→ **Hedefiniz**:
Tirmiz padişahını anlatan metinde "ŞERH-İ MESNEVİ ÇAĞLAYANINDAN" ile başlayıp "biri Tirmiz'de padişahtı." ile biten bölümü yeniden yazın. Bu bölümde "başkent" yerine "merkez" koyun.

ŞERH-İ MESNEVİ ÇAĞLAYANINDAN İBRETLER  -26

KİLİM DEĞİL TOZU DÖVÜLÜR

 

Tirmiz şehrinin başkent olduğu yıllardı. Peygamberimizin sevgili kızı Fatıma ve Hazret-i Ali soyundan Seyit isimli biri Tirmiz'de padişahtı.

Padişahların devlet işinden yoruldukları zaman hoş sohbet ve nükteleri ile dinlendikleri birer nedimi, başka bir deyişle maskara veya soytarıları vardı. Seyit'in maskarası, ünü köyden şehre her tarafa yayılmış akıllı ve şakacı Delkak'tı.

Padişah'ın Semerkant'ta önemli bir işi çıktı. Bu işi derhal yapıp gelecek bir adam aradı: “Gece gündüz durup dinlenmeden beş günde gidip gelecek ve istenilen haberi getirecek olana yüzlerce altın vereceğim” diyerek dellaller tutup şehirde dolaştırdı.

Bu sırada Delkak köydeydi. Şehirden gelenlerden Padişahın vaadini duyunca hemen boz eşeğine binip Tirmiz'e doğru koşturmağa başladı. Karnını tepe tepe, boynunu dürte dürte öyle koşturuyordu ki zavallı eşek dayanamayıp sakatlandı. Ata bindi at çatladı.

Veri kümesi kayıtları
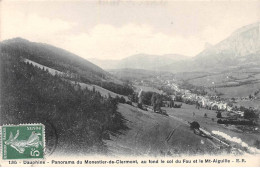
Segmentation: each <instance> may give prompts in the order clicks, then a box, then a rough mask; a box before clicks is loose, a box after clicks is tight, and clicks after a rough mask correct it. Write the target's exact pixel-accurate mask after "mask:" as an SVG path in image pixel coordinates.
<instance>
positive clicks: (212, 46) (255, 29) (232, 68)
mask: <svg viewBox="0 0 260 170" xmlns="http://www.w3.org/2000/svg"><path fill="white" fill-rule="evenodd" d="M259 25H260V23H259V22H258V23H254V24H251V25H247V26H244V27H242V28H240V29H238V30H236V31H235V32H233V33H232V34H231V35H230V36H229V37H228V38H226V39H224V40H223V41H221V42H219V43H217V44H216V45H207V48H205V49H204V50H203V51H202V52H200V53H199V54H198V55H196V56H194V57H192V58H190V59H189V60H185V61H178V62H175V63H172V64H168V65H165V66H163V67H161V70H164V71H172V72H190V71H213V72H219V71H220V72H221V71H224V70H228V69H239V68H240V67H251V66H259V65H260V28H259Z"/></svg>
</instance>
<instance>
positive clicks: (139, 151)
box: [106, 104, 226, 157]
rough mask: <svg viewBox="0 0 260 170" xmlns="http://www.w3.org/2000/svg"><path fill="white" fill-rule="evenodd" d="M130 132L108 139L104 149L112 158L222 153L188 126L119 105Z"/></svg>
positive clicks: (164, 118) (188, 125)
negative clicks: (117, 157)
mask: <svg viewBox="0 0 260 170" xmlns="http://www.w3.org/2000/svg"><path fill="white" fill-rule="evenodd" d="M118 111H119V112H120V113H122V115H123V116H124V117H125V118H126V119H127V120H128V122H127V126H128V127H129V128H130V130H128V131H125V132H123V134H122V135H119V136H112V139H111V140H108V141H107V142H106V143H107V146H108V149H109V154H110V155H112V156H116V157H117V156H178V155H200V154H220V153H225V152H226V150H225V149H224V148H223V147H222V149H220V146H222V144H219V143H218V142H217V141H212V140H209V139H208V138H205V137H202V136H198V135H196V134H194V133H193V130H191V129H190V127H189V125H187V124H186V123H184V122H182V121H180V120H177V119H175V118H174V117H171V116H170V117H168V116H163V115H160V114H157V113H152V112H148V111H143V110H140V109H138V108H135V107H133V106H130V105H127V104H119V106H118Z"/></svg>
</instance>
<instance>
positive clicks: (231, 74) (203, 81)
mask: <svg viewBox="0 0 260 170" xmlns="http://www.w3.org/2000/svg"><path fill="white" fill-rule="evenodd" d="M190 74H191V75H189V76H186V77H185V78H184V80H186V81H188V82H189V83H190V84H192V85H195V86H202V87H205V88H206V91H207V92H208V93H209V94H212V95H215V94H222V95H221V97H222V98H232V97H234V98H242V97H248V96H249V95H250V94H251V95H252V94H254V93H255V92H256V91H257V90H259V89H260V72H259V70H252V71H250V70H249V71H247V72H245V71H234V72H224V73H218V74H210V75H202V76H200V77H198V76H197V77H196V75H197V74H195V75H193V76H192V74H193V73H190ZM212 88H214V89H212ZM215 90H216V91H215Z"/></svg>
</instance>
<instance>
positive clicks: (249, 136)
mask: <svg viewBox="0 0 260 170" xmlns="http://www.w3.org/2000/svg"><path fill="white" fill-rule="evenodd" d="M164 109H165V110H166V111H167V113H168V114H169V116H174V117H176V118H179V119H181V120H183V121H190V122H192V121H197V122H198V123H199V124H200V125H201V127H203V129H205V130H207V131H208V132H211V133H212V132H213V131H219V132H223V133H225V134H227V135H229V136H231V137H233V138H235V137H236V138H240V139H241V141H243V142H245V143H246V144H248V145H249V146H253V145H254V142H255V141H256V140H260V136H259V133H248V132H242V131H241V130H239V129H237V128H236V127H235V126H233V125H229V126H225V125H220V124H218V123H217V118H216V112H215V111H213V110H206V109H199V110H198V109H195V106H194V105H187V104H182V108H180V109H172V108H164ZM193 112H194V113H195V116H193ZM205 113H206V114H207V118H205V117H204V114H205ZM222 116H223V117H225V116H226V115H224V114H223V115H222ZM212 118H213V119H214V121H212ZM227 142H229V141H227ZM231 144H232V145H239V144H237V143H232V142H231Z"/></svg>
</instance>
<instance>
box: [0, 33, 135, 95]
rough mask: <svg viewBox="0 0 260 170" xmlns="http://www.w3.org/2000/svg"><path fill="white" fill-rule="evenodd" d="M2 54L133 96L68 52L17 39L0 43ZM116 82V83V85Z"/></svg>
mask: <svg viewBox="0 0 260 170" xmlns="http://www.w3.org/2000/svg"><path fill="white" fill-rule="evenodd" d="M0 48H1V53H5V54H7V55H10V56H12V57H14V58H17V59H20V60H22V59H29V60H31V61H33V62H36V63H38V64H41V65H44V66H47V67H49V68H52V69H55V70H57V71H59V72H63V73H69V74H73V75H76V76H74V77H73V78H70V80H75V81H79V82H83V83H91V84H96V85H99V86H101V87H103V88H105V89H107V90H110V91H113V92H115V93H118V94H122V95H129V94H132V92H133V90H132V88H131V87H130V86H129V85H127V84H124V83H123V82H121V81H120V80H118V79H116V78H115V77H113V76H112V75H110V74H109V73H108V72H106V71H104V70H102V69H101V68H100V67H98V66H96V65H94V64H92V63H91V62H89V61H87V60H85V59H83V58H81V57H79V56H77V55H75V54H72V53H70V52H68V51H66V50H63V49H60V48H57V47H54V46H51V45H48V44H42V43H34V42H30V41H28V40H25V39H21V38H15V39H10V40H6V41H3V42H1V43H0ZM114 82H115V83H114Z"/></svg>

==

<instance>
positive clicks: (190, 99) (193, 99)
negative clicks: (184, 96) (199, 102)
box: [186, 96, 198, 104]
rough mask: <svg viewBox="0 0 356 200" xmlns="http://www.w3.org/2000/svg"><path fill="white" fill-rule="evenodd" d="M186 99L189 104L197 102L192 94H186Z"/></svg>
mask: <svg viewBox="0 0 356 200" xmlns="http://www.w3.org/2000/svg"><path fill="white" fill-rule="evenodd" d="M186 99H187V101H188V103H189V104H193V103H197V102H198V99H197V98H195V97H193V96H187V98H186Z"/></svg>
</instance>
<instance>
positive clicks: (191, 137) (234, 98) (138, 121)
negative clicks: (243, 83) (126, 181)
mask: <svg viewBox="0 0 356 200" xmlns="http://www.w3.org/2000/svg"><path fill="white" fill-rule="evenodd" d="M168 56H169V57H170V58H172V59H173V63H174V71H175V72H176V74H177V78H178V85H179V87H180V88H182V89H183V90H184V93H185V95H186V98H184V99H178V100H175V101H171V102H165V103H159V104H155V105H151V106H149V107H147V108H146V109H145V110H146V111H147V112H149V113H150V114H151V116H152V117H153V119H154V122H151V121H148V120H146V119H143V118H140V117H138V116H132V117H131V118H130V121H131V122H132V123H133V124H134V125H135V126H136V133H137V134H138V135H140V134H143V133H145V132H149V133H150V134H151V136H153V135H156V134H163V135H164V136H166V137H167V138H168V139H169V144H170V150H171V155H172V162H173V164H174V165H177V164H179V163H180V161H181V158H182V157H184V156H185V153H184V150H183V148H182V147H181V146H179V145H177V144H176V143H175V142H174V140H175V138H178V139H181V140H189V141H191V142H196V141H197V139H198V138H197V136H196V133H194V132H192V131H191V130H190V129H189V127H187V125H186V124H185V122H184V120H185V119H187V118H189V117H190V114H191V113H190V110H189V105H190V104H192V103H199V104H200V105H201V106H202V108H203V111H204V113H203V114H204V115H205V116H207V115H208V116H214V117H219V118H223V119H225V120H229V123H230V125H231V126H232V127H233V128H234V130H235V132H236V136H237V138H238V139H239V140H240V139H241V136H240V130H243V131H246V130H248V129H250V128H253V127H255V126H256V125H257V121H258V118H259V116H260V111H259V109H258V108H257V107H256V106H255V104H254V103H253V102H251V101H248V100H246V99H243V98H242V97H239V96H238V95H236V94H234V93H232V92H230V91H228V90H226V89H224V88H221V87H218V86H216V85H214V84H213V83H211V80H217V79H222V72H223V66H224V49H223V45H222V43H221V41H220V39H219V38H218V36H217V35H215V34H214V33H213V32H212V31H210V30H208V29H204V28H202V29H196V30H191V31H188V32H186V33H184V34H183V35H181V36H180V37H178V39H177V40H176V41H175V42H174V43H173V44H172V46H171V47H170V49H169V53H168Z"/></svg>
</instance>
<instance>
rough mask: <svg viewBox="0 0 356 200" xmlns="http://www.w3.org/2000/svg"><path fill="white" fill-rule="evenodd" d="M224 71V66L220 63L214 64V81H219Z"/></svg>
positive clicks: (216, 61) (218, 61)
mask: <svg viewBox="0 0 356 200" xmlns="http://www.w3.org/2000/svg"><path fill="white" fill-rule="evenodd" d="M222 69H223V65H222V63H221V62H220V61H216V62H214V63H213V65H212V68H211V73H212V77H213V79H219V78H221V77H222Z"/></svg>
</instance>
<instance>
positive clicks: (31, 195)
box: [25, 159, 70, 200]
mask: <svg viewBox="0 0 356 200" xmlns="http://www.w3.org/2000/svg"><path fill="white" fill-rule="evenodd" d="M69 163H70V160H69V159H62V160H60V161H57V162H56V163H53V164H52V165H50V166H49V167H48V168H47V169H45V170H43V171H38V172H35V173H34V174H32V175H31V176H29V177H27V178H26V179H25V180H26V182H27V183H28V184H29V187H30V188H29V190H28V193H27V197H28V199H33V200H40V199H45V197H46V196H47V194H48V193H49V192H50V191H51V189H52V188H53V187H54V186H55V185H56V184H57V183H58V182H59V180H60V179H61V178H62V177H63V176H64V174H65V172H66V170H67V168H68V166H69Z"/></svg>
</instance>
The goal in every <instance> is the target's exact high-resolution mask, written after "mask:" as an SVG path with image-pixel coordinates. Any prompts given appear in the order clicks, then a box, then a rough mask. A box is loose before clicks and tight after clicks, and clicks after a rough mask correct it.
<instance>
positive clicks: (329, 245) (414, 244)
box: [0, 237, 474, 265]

→ **Çözüm**:
ŞERH-İ MESNEVİ ÇAĞLAYANINDAN İBRETLER  -26

KİLİM DEĞİL TOZU DÖVÜLÜR

 

Tirmiz şehrinin merkez olduğu yıllardı. Peygamberimizin sevgili kızı Fatıma ve Hazret-i Ali soyundan Seyit isimli biri Tirmiz'de padişahtı.